**Document extract:**

- Opening Delimiter -

ICON Clinical Executive, Dr Lee-Ann Jones offers insight into the available data evaluating the appropriate duration of trastuzumab therapy.
The funding of adjuvant trastuzumab has received much attention since its registration and launch in South Africa. Four large phase III trials[i] with more than 10 000 patients, consisting of 52 weeks of adjuvant trastuzumab concomitantly or sequentially with chemotherapy in early breast cancer (stage I to III), have consistently shown a significant reduction in risk of disease recurrence and risk of death.
With such robust data, there is no question about the value of adjuvant trastuzumab. The problem lies with the affordability of the regimen. A 52-week course for an average patient costs approximately R550 000 – a figure that is unsustainable for the majority of funders.
The choice to administer Herceptin for 52 weeks in the clinical trials was, however, not based on any pre-existing evidence. The initial results of a trial using shorter courses of trastuzumab had promising results.
In 2005, the preliminary results of the FinHer trial were presented at the San Antonio Breast Cancer Symposium[ii]. This trial was designed to compare docetaxel to vinorelbine as adjuvant chemotherapy in breast cancer. A total of 1 010 patients were randomised to receive either docetaxel/FEC or vinorelbine/FEC. Of the 1 010 patients, 226 were found to be Her2-positive. The Her2-positive patients were further randomised to receive either docetaxel or vinorelbine, with or without nine weekly trastuzumab infusions. The interim results at 36 months’ follow-up, showed an improvement in recurrence-free survival in the trastuzumab group. Based on these results, many South African breast cancer patients have received the nine-week FinHer regimen.

- Closing Delimiter -

**Information provided:**
- Opening Delimiter -

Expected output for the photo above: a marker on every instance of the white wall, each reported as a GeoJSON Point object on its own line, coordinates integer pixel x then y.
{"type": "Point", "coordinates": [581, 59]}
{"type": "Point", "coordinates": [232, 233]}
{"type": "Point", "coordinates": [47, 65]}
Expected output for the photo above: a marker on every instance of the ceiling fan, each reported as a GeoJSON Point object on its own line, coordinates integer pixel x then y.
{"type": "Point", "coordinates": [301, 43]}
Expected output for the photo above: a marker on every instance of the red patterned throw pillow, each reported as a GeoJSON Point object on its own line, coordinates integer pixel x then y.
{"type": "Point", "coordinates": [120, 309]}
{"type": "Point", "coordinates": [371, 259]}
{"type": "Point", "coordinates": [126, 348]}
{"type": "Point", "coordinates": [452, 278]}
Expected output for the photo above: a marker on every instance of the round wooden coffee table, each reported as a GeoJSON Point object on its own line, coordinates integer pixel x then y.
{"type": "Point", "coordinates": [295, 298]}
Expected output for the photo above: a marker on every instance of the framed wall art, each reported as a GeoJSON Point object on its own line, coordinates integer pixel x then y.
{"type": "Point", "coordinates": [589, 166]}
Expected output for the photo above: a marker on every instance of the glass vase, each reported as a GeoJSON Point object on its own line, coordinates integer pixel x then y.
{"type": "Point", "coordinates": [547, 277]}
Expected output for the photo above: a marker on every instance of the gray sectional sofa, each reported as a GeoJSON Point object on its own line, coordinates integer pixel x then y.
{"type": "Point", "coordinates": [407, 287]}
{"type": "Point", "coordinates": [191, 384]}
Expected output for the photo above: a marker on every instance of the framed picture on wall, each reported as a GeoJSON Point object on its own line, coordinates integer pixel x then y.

- Closing Delimiter -
- Opening Delimiter -

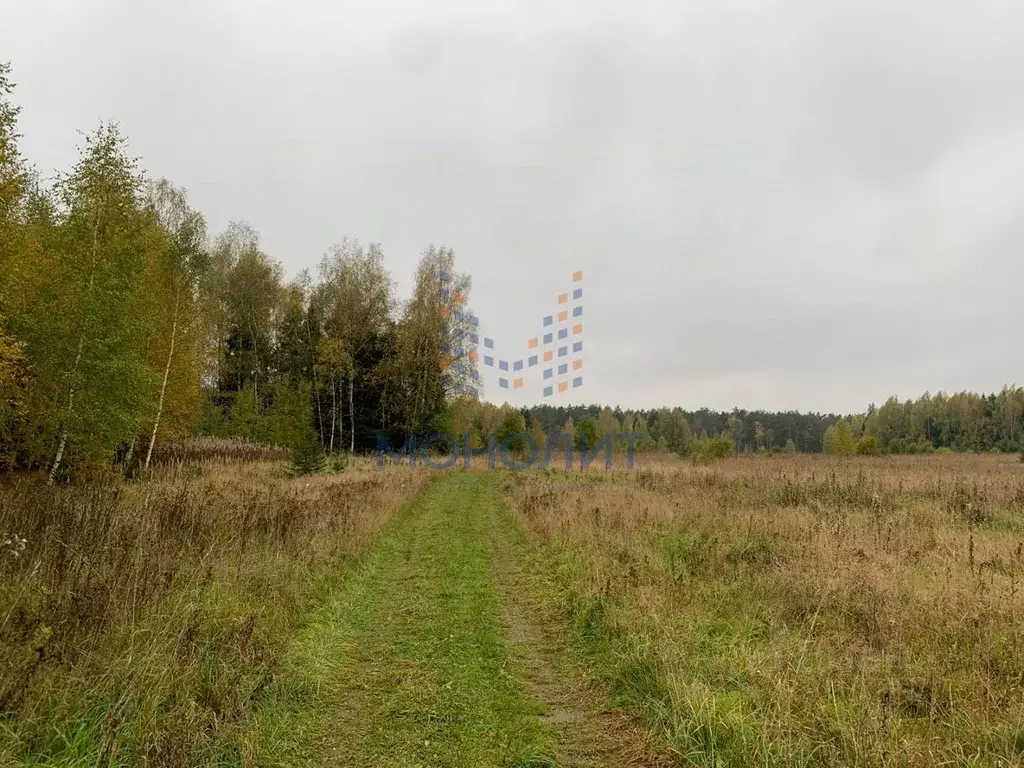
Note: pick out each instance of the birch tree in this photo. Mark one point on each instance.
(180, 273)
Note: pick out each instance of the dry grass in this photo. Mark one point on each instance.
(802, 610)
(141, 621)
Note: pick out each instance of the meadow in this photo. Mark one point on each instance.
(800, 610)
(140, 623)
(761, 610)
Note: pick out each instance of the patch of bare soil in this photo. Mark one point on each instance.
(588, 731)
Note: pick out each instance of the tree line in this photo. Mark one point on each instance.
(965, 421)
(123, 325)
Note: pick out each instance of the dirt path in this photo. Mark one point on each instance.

- Closing Delimiter -

**Your tasks:**
(A) List every number of patients given in the text on trastuzumab duration, with what each number refers to.
(B) According to the text on trastuzumab duration, what was the FinHer trial designed to compare?
(C) Carry on the text on trastuzumab duration from its last sentence.

**Written responses:**
(A)
- More than 10 000: the patients in the four large phase III trials of 52 weeks of adjuvant trastuzumab.
- 1 010: the patients randomized in the FinHer trial to receive either docetaxel/FEC or vinorelbine/FEC.
- 226: the FinHer patients found to be Her2-positive.

(B) It was designed to compare docetaxel to vinorelbine as adjuvant chemotherapy in breast cancer.

(C)
In 2009, the final result of the FinHer trial was published in the JCO[iii]. At a median follow-up of 62 months, there was no significant difference in distant disease-free survival or overall survival between patients who received trastuzumab (n=116) and those who did not (n=116). Despite these results, the nine-week regimen has been in continual use.
In 2012, the results of two trials confirmed 12-month trastuzumab to be the standard of care. The Phase III PHARE trial, published in The Lancet Oncology[iv], failed to prove non-inferiority of six-month versus 12-month adjuvant trastuzumab on disease-free survival, with all sub-groups favouring 12 months of treatment. The HERA trial released the findings of the one-year versus two-year trastuzumab therapy, revealing no disease-free or overall survival benefit of the two-year treatment.[v]
We eagerly await the results of ongoing trials evaluating the appropriate duration of trastuzumab therapy, as these will further shape our discussions and recommendations. The Persephone trial is an ongoing UK-based trial comparing six months to 12 months of adjuvant trastuzumab. Recruitment is expected to complete in 2016.
[i] Romond EH, Perez EA, Bryant J, et al. Trastuzumab plus adjuvant chemotherapy for operable HER2- positive breast cancer [supplementary appendix appears online]. N Engl J Med 2005;353:1673-1684. http://www.ncbi.nlm.nih.gov/pubmed/16236738.
Romond EH, Suman VJ, Jeong J-H, et al. Trastuzumab plus adjuvant chemotherapy for HER2-positive breast cancer: final planned joint analysis of overall survival from NSABP B-31 and NCCTG N9831A. Presented at the San Antonio Breast Cancer Symposium in San Antonio, TX; December 4-8, 2012. SABCS Oral presentation #S5-5.
Piccart-Gebhart MJ, Procter M, Leyland-Jones B, et al. Trastuzumab after adjuvant chemotherapy in HER2-positive breast cancer. N Engl J Med 2005;353:1659-1672.
Slamon D, Eiermann W, Robert N, et al. Adjuvant trastuzumab in HER2-positive breast cancer. NEngl J Med 2011;365:1273-1283. http://www.ncbi.nlm.nih.gov/pubmed/21991949.
[ii] Joensuu H, Kellokumpu-Lehtinen P, Bono P, et al. Adjuvant docetaxel or vinorelbine with or without trastuzumab for breast cancer. N Engl J Med 2006;354:809-820.
[iii] Joensuu H, Bono P, Kataja V, et al. Fluorouracil, epirubicin and cyclophosphamide with either docetaxel or vinorelbine, with or without trastuzumab, as adjuvant treatments of breast cancer: final results of the FinHer Trial. J Clin Oncol 2009;27:5685-5692.